In 2013, BMI Healthcare launched the Big Health Pledge to raise awareness of the UK's five biggest preventable killers: lung disease, heart disease, cancer, liver disease and stroke. It sought to promote healthier living through a range of initiatives in order to lessen the impact these diseases have on the British population.

From 9 to 27 September 2013, BMI Healthcare supported participants taking part in Ask Italian's Grand tour, raising money for Great Ormond Street Hospital Children's Charity. BMI Healthcare provided nurses and physiotherapists to ensure those taking part remained injury free for the length of the tour.

===Awards===
At the 2013 Independent Healthcare Awards run by Laing & Buisson, consultants from BMI Healthcare were shortlisted in the Innovation, Outstanding Contribution, Risk Management and Nursing Practice categories.

Annie Ollivierre-Smith, catheter laboratory manager and lead cardiac nurse at BMI The London Independent Hospital, won nurse of the year 2013, at the Nursing Times awards. She was the first nurse ever from the private sector to win the award.

In 2011, BMI Healthcare became the first private healthcare provider in the UK to be awarded VTE (Venous Thromboembolism) exemplar status across all of its sites, recognising its efforts to reduce the health risks associated with Deep Vein Thrombosis and Pulmonary embolism. BMI Healthcare benefited greatly from the expertise of King's Thrombosis Centre, leading to the creation of a National Thrombosis Team tasked with the implementation of VTE prevention policies across BMI Healthcare Hospitals.

• • •

__Work to be completed__
Reproduce the BMI Healthcare text from the words "From 9 to 27" through "win the award.", substituting "physical therapists" for "physiotherapists".

(Stored data entries)
• • •

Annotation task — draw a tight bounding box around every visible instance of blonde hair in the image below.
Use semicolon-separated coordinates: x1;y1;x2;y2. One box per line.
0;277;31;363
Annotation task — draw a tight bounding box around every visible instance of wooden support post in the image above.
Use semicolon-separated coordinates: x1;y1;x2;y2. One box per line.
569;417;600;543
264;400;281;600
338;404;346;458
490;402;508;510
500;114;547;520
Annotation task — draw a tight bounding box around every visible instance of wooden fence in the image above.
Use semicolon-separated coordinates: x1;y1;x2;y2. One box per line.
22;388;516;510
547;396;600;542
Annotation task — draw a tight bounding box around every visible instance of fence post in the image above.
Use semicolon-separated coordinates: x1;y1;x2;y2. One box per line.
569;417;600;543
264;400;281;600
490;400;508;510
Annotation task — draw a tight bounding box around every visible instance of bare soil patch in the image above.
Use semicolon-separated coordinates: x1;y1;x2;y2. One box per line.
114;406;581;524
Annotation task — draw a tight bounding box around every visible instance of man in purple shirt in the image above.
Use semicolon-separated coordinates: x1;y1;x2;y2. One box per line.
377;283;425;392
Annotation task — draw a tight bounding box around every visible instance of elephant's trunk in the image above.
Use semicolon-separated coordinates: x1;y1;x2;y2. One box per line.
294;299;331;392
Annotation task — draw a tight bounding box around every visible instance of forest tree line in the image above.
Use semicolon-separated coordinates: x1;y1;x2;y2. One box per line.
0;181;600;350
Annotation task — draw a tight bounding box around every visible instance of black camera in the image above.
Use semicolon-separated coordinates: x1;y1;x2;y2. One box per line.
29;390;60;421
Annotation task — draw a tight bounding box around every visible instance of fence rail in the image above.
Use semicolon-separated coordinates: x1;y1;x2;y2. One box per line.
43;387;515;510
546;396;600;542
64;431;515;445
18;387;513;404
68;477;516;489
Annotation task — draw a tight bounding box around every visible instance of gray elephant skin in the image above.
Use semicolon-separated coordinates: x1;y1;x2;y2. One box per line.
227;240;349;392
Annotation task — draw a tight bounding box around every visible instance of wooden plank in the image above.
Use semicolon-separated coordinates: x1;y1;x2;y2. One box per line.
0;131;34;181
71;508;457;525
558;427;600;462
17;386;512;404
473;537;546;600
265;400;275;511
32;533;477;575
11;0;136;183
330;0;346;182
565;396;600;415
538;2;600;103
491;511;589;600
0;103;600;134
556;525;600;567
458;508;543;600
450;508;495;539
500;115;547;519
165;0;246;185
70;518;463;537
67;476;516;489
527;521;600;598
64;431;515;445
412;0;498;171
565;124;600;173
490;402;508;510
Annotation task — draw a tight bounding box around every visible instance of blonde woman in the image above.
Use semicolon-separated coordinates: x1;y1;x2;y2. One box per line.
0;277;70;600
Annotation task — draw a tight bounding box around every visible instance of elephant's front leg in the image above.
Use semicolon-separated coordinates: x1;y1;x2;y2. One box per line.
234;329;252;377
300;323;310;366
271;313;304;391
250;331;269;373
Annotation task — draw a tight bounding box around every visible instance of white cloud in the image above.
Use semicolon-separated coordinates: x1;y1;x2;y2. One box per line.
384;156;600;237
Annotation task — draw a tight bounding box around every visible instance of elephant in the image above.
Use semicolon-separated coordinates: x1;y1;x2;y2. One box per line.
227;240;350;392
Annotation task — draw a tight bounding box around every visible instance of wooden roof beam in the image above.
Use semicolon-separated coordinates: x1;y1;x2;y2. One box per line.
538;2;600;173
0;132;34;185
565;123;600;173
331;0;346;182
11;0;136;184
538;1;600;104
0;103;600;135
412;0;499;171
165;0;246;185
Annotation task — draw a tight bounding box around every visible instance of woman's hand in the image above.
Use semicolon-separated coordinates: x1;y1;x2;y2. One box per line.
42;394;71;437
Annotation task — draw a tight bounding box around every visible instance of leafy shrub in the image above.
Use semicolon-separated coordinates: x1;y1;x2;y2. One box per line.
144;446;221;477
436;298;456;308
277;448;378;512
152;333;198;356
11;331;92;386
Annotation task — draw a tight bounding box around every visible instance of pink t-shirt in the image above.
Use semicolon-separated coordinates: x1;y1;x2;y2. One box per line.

• • •

__Response area__
From 9 to 27 September 2013, BMI Healthcare supported participants taking part in Ask Italian's Grand tour, raising money for Great Ormond Street Hospital Children's Charity. BMI Healthcare provided nurses and physical therapists to ensure those taking part remained injury free for the length of the tour.

===Awards===
At the 2013 Independent Healthcare Awards run by Laing & Buisson, consultants from BMI Healthcare were shortlisted in the Innovation, Outstanding Contribution, Risk Management and Nursing Practice categories.

Annie Ollivierre-Smith, catheter laboratory manager and lead cardiac nurse at BMI The London Independent Hospital, won nurse of the year 2013, at the Nursing Times awards. She was the first nurse ever from the private sector to win the award.